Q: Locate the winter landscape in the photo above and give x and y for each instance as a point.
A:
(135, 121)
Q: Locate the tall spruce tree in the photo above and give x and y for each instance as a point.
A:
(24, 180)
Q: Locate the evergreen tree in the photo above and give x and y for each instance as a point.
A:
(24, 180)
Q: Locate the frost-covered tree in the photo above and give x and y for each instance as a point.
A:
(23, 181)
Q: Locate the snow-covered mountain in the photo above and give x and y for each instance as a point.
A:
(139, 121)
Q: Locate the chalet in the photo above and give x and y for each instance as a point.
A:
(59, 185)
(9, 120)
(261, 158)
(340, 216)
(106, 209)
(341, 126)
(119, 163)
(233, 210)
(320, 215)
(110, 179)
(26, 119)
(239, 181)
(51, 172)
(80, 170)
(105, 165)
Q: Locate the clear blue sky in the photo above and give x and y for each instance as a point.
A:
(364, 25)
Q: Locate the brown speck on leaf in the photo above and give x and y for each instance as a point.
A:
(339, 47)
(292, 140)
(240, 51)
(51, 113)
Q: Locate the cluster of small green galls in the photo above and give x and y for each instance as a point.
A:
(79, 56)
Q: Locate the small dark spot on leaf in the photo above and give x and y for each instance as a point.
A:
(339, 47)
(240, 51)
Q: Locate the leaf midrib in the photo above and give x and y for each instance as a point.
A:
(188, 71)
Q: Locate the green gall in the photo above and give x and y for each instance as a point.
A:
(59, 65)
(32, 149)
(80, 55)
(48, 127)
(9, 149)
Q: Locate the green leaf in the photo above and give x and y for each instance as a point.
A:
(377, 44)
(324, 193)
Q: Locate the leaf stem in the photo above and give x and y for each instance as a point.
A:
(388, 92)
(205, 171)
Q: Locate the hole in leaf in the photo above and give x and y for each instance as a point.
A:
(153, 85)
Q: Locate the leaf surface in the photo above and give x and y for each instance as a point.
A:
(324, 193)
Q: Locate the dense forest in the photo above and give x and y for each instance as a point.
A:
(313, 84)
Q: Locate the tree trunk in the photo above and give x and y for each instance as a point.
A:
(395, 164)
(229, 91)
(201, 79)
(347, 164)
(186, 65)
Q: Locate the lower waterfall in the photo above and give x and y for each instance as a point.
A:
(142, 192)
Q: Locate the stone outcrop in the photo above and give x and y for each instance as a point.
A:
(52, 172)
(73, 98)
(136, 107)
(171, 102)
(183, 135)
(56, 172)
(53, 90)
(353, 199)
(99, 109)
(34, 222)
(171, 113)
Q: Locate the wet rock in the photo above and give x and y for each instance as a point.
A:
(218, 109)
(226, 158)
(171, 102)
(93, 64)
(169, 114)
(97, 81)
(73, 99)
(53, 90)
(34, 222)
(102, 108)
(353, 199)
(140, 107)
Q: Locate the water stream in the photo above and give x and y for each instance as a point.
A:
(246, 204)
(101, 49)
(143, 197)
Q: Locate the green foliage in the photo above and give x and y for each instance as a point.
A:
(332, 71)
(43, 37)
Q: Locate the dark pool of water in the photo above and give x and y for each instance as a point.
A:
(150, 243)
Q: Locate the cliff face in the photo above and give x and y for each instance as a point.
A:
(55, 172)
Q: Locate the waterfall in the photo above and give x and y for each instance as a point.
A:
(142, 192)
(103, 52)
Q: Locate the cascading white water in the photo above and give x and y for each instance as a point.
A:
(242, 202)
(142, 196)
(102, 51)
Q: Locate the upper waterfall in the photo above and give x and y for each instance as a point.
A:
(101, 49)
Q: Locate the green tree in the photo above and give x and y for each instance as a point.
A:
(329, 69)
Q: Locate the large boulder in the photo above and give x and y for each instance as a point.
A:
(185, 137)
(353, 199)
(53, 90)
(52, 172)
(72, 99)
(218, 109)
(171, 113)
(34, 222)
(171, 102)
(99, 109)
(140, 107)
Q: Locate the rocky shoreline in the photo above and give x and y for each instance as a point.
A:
====
Reproduce all the items above, changing "each instance" to "every instance" wherever it occurs and leaving everything else as it stands.

» **TASK ANSWER**
Q: Locate the winter landscape in the photo above and give x and y for every instance as a point.
A:
(135, 121)
Q: Locate the tall spruce tree in the photo above and give x and y for every instance as a point.
A:
(24, 180)
Q: Locate the evergreen tree in the photo above and give x and y for every instance as a point.
A:
(24, 180)
Q: Locate the frost-covered tree in the photo above and give x and y for every instance as a point.
A:
(23, 181)
Q: Locate the snow-covered mountain in the photo above and give x and y for every instance as a point.
A:
(139, 121)
Q: Locate the chalet in the photo above and give x and y for every instance as a point.
A:
(59, 185)
(9, 120)
(261, 158)
(340, 216)
(106, 209)
(341, 126)
(119, 163)
(233, 210)
(320, 215)
(110, 179)
(26, 119)
(239, 181)
(51, 172)
(80, 170)
(105, 165)
Q: Locate the clear blue sky in the photo above and give x and y for every instance as a point.
A:
(364, 25)
Q: Locate the brown speck on leaf in the photo above and give x and y for every instance as a point.
A:
(339, 47)
(292, 140)
(240, 51)
(51, 113)
Q: Locate the cluster of small green galls in the photo above and give x and y for every instance as a point.
A:
(79, 56)
Q: Locate the small dark spot on leaf in the photo above and give x and y for every instance as a point.
A:
(339, 47)
(240, 51)
Q: Locate the leaf midrib in the photo above and give x and y for every instance as a point.
A:
(188, 71)
Q: Locate the green gall in the photo above and give x and y for every instance as a point.
A:
(59, 65)
(32, 149)
(80, 55)
(48, 127)
(9, 149)
Q: Locate the green leaf in the photo above and give x and y for every instance as a point.
A:
(377, 44)
(324, 193)
Q: Locate the leaf stem in the photo above and give x and y for every instance as a point.
A:
(388, 92)
(205, 171)
Q: Locate the hole in leaf in the photo above and give x and y for every instance as a point.
A:
(153, 85)
Q: Locate the leaf surface in the photo above and give x and y for every instance as a point.
A:
(324, 193)
Q: Locate the dense forest in the photo above and give x and y for every instance as a point.
A:
(313, 84)
Q: Locate the tree trunk in the photo above and give x and y for every instance as a point.
A:
(395, 164)
(229, 91)
(201, 79)
(347, 164)
(186, 65)
Q: Locate the lower waterfall in the photo above and give x and y for every instance as a point.
A:
(142, 192)
Q: Locate the stone outcrop in the photo above and give x and y for every instance as a point.
A:
(52, 172)
(73, 98)
(136, 107)
(171, 102)
(183, 135)
(56, 172)
(53, 90)
(353, 199)
(99, 109)
(34, 222)
(171, 113)
Q: Locate the wet rock in the photo above and give x and y for every instance as a point.
A:
(218, 109)
(226, 158)
(171, 102)
(93, 64)
(169, 114)
(97, 81)
(73, 99)
(53, 90)
(34, 222)
(102, 108)
(353, 199)
(140, 107)
Q: Locate the water stream in the photo above and give x and y for every instance as a point.
A:
(246, 204)
(101, 49)
(143, 197)
Q: Locate the green foliage in the photo above and give x and y for every instance as a point.
A:
(332, 71)
(43, 37)
Q: Locate the dark pool of water in the photo above and give x and y for every instance as a point.
A:
(150, 243)
Q: Locate the cliff face in the photo above and give x and y for every instance as a point.
A:
(55, 172)
Q: Locate the waterfall in the photo above and give x and y for every instance as a point.
A:
(142, 192)
(103, 52)
Q: Locate the cascading white water in the photo above and give x and y for every instance as a point.
A:
(242, 202)
(142, 196)
(102, 51)
Q: Locate the upper waterfall in the photo above and give x and y for every instance as a point.
A:
(101, 49)
Q: Locate the green tree in the photo above and give x and y for every instance as a point.
A:
(329, 69)
Q: Locate the large boulder in the photo above and give x and y for every instance as a point.
A:
(185, 137)
(353, 199)
(53, 90)
(52, 172)
(72, 99)
(218, 109)
(171, 113)
(34, 222)
(171, 102)
(99, 109)
(140, 107)
Q: Locate the rocky shoreline in the photo above and give x and y for every instance as a point.
A:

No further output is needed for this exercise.